Die Ereignisse von vor rund neunzig Jahren sind vergleichbar, aber nicht gleichsetzbar mit der Schoa. Die Jungtürken ermordeten Abertausende Armenier. Zu Beginn des vergangenen Jahrhunderts ermordeten die Deutschen Hereros in Südwestafrika, und aktuell werden afrikanische Volksgruppen im Sudan von den arabischen Janjawid-Milizen vergewaltigt und abgeschlachtet. Dennoch hebt sich die Schoa von anderen Massenmorden der Vergangenheit ab - unter anderem, weil er keinerlei realem Konflikt zwischen dem deutschen Volk und den Juden in Deutschland oder in der Welt entsprang. Der jüngst in der ZEIT erhobene Vorwurf, für das offizielle Israel habe es - um dieser Exklusivität des Holocaust und der Beziehungen zur Türkei willen - bis heute keinen Völkermord an den Armeniern gegeben, kann man insofern als polemischen Unsinn widerlegen, als man sich wohl an keinem anderen Ort der Welt der Singularität der Schoa mehr bewußt ist - Israel hat keinen "genozidalen Hierarchieverlust" zu fürchten. Wie nirgends sonst weiß man im Judenstaat um das große Leid, das das armenische Volk ertragen mußte.

┄┄┄┄┄┄

Führen Sie den Ausgangstext über die Schoa und den Völkermord an den Armeniern im Anschluss an seinen letzten Satz weiter. Die Zeilen darunter stammen aus einer anderen Quelle als der Ausgangstext.

Datenteil:
┄┄┄┄┄┄

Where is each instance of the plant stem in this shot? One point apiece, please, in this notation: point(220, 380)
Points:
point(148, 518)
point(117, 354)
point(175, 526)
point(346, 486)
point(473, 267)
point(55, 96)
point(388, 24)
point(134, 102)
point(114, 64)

┄┄┄┄┄┄

Ergebnis:
Es gibt noch eine andere Parallele: Deutschland war tief verstrickt in die türkische Blutorgie. Hunderte deutsche Offiziere halfen dem Bündnispartner bei Planung und Durchführung der Deportationen. "Unser einziges Ziel ist, die Türkei bis zum Ende des Krieges an unserer Seite zu halten, ob darüber Armenier zu Grunde gehen oder nicht", notierte 1916 der deutsche Reichskanzler Theobald von Bethmann Hollweg. Und Friederich Bronsart von Schellendorf, der als Generalstabschef das osmanische Feldheer führte, ließ alle rassistischen Hemmungen fallen, als er ausführte: "Der Armenier ist wie der Jude, außerhalb seiner Heimat ein Parasit, der die Gesundheit eines anderen Landes, in dem er sich aufhält, aufsaugt." Diesen Herrn finden wir folgerichtig 1924 im faschistischen Frontbann und 1925 als Führer des großdeutsch völkischen Tannenberg- Bundes an der Seite Erich Ludendorffs wieder. "Kameraden" vom Schlage eines von Schellendorf legten mit ihrer Beteiligung am Armeniermord die ideologische Grundlage zum Judenmord der Nazis und zu dessen praktischer Durchführung. Deutsche Uniformträger und Administratoren sammelten hier logistische und infrastrukturelle Erfahrungen, die sie zum Holocaust mit inspirierten.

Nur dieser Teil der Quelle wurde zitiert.